=== Exercise prompt ===
Locate, in the data below, the line that contains "TARGET = aerial photograph on screen" and the line that contains "TARGET = projected image"; reproduce exactly those two lines and every line between them, nothing more.

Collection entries
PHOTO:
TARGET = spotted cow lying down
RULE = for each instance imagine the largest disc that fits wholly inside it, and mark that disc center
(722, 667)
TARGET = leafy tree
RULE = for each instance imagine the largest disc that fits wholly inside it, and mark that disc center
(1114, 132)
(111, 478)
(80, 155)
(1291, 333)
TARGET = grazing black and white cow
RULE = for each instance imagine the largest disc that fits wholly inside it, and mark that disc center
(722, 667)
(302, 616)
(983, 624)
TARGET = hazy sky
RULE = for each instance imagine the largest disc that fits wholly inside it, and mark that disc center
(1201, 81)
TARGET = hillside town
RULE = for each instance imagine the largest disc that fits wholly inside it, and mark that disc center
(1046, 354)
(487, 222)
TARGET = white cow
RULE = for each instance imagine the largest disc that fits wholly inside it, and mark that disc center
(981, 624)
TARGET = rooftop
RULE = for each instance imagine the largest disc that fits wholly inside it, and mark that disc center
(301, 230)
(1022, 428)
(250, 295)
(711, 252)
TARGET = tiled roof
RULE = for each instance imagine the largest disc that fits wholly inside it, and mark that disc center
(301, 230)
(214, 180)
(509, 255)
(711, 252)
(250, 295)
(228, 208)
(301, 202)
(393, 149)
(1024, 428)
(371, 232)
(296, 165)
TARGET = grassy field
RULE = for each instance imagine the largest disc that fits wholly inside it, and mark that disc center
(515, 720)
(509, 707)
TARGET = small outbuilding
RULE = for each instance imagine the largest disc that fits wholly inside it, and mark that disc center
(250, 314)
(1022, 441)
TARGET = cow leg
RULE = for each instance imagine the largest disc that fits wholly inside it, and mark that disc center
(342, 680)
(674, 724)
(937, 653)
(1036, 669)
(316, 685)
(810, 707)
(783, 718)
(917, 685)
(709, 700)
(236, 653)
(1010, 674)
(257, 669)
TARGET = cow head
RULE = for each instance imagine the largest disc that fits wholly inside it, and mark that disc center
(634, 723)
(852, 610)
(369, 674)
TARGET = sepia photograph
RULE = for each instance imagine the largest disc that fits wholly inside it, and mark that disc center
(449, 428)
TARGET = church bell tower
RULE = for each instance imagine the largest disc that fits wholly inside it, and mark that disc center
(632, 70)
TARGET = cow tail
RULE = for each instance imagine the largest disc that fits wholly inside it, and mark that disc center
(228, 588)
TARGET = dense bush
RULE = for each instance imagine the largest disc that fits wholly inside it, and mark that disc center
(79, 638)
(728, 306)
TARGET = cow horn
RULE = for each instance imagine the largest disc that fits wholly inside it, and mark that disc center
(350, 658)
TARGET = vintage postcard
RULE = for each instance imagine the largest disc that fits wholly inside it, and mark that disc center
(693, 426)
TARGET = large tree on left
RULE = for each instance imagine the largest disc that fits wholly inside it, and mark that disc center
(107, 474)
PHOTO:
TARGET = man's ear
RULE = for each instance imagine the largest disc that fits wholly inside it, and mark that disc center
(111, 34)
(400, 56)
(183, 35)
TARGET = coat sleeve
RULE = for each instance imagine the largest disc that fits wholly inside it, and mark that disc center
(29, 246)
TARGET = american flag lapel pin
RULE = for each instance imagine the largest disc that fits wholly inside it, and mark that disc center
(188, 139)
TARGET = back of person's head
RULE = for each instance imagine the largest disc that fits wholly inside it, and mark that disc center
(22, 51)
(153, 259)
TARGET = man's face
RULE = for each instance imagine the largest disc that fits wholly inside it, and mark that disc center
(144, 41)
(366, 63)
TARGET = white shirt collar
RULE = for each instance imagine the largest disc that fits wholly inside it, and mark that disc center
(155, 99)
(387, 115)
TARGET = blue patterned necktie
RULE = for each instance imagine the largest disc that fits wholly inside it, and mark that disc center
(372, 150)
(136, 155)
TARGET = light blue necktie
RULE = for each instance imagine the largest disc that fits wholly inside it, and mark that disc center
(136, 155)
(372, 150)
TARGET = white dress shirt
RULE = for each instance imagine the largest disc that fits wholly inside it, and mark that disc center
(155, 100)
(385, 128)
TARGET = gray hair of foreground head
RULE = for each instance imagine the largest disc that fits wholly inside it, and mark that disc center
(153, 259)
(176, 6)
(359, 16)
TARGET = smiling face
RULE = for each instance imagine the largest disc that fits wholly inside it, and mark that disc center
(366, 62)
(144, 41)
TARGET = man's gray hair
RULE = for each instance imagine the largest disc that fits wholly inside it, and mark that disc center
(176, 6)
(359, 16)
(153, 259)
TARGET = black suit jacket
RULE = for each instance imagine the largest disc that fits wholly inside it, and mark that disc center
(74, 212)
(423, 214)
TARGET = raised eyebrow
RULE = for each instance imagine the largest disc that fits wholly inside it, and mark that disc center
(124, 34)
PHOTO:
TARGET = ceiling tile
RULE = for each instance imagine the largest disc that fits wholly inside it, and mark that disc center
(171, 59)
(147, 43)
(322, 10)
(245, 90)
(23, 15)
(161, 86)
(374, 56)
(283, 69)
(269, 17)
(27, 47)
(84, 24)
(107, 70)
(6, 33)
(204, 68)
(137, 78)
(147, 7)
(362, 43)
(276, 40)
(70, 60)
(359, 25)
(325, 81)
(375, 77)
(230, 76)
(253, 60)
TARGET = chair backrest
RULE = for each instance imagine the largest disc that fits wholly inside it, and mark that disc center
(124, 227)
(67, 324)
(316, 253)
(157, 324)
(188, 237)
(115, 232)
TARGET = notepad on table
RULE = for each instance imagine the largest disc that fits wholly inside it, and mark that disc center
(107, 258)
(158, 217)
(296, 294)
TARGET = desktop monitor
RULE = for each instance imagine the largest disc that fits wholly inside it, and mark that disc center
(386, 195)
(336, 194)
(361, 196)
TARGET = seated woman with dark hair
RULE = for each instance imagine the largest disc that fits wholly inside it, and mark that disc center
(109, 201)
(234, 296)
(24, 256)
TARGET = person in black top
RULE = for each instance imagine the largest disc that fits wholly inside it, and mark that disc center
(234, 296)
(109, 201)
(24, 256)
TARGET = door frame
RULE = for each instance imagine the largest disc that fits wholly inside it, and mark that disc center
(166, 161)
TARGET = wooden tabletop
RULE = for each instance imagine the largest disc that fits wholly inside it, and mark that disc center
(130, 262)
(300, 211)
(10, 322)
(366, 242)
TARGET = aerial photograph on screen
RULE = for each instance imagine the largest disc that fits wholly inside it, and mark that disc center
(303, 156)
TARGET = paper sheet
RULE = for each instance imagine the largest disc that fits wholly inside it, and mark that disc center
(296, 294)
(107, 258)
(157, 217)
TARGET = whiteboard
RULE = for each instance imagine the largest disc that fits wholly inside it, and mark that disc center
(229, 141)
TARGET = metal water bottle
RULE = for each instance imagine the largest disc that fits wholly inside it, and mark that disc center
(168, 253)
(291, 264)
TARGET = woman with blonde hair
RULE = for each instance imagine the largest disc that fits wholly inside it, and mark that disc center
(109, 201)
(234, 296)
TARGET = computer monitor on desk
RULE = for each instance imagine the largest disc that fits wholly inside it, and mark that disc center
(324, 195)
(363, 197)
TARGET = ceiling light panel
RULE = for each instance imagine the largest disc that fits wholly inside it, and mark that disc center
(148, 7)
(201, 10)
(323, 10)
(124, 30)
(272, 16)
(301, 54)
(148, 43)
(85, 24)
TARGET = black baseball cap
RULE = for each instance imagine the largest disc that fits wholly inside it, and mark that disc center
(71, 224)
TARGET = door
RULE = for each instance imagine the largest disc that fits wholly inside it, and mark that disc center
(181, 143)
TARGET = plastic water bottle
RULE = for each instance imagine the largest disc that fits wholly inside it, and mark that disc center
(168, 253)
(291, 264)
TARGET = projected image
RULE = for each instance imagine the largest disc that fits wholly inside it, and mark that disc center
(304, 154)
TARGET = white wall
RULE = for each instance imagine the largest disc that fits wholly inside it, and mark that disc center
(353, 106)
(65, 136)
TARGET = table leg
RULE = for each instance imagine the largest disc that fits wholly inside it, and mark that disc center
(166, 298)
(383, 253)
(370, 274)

=== Response to this exercise ===
TARGET = aerial photograph on screen
RULE = for each instance imagine the largest disc that fits wholly inside it, and mark that disc center
(303, 156)
TARGET = paper sheet
RULE = for each instance imagine the largest disc that fits wholly inside it, and mark that disc center
(296, 294)
(107, 258)
(157, 217)
TARGET = whiteboard
RULE = for each instance imagine the largest disc that fits wholly inside it, and mark that disc center
(229, 141)
TARGET = metal water bottle
RULE = for each instance imagine the largest disc that fits wholly inside it, and mark that disc center
(168, 253)
(291, 264)
TARGET = woman with blonde hair
RULE = for each instance imagine the largest disc that fits wholly inside it, and mark that disc center
(109, 201)
(234, 296)
TARGET = computer monitor on desk
RULE = for each instance imagine the largest disc that fits wholly inside it, and mark that disc center
(324, 195)
(363, 197)
TARGET = ceiling light panel
RULE = for each instance imagine the largest disc that fits wholly inside it, and mark that disc center
(148, 7)
(201, 10)
(323, 10)
(124, 30)
(272, 16)
(301, 54)
(148, 43)
(85, 24)
TARGET = black baseball cap
RULE = for each instance imagine the largest disc that fits wholly inside it, and mark that disc center
(71, 224)
TARGET = door
RULE = for each instance imagine the largest disc that fits wholly inside it, and mark that disc center
(181, 143)
TARGET = plastic water bottle
RULE = for each instance imagine the largest disc that fits wholly inside it, and mark that disc center
(168, 253)
(291, 264)
TARGET = projected image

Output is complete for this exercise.